- [Data for analysis]
^^^^^^^^

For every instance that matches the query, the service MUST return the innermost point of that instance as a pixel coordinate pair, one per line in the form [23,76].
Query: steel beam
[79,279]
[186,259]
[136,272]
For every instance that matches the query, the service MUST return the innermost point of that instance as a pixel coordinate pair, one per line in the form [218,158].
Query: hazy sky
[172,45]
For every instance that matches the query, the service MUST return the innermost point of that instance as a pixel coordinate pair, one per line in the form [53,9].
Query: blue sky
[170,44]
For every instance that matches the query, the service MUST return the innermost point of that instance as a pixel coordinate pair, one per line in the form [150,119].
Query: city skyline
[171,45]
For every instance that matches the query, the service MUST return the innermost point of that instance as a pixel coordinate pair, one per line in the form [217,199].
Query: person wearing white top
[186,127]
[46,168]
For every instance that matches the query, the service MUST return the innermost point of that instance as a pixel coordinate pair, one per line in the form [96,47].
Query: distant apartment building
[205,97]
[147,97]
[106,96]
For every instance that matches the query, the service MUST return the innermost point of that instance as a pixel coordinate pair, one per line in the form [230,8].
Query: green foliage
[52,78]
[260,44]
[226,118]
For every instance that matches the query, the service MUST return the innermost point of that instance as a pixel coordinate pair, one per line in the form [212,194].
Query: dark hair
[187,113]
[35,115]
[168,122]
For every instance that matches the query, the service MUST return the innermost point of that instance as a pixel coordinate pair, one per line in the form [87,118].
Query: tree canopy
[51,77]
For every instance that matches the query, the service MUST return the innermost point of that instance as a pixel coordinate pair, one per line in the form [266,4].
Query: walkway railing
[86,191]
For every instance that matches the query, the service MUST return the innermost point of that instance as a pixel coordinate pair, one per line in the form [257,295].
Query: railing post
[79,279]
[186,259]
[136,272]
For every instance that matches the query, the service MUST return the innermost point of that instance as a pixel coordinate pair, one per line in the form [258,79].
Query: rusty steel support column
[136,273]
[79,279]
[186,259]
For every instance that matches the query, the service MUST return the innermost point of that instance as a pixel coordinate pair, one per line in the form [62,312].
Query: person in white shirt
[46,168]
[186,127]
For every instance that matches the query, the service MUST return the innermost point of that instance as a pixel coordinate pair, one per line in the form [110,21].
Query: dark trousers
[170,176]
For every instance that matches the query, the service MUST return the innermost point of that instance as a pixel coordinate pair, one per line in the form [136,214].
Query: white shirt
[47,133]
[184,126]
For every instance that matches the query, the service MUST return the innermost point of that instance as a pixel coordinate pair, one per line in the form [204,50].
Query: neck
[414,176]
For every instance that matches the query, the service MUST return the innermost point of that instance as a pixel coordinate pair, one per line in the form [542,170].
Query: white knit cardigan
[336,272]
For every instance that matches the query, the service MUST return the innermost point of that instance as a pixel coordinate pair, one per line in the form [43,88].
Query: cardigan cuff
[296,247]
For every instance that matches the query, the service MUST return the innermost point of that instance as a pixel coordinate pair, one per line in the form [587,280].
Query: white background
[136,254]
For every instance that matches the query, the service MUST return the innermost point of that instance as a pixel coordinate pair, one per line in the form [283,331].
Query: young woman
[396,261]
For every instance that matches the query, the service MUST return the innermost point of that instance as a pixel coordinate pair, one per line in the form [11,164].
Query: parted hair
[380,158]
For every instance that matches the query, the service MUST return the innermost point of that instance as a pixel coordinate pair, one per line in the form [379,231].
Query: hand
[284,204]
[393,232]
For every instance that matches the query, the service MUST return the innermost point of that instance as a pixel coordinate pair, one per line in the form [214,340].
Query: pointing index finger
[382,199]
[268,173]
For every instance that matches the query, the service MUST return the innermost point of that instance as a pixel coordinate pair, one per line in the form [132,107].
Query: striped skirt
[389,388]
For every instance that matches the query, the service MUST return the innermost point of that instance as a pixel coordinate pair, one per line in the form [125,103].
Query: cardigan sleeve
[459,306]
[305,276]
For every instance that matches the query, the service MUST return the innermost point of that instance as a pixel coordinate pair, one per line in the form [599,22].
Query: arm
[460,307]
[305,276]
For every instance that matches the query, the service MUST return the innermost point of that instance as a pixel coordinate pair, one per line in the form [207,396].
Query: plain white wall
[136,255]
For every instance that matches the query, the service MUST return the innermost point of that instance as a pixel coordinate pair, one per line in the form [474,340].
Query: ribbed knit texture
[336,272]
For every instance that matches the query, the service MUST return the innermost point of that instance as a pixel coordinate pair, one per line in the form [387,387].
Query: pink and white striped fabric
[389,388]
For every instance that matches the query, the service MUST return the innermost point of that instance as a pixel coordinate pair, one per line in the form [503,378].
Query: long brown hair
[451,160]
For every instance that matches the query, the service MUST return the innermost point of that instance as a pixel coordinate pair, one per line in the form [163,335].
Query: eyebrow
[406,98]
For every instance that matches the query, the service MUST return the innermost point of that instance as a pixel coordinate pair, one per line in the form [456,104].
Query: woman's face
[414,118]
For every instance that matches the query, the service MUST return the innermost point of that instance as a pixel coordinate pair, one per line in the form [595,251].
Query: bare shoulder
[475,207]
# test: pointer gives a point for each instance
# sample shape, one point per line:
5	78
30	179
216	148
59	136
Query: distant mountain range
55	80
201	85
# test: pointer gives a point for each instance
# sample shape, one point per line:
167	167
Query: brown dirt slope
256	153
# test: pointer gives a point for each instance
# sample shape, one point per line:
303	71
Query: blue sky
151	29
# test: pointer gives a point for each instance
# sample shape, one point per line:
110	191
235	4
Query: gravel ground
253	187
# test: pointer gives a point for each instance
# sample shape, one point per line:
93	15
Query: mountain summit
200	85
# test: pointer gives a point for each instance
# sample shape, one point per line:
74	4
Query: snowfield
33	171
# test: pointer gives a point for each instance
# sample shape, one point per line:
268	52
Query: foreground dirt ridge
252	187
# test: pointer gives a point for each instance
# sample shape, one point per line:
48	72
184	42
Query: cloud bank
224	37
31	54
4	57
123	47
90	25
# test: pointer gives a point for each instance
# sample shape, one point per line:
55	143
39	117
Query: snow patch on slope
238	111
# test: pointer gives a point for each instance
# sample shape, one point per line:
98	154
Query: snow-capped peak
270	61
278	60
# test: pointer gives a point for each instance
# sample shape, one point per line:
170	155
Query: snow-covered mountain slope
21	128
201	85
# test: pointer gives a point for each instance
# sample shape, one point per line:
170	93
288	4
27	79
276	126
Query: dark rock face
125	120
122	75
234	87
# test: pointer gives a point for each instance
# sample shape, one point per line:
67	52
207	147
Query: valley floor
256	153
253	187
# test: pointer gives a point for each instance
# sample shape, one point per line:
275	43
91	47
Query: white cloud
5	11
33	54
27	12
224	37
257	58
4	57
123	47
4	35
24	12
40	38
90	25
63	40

^^^^^^^^

- [Task requirements]
Please give an exact restatement of only the lines from the beginning of the material above to the line with "the form [150,119].", inclusive.

- [Your response]
For every instance that matches the query, the service MUST return the innermost point of that instance as a pixel coordinate pair, one per line in the form [23,76].
Query: steel beam
[79,279]
[186,259]
[136,272]
For every instance that matches the query, the service MUST return the innermost point of that instance as a pixel coordinate pair, one per line in the form [218,158].
Query: hazy sky
[172,45]
For every instance that matches the query, the service MUST return the innermost point of that instance as a pixel coordinate pair, one per line in the form [53,9].
Query: blue sky
[170,44]
For every instance that matches the query, the service MUST return the innermost point of that instance as a pixel coordinate pair, one per line in the form [150,119].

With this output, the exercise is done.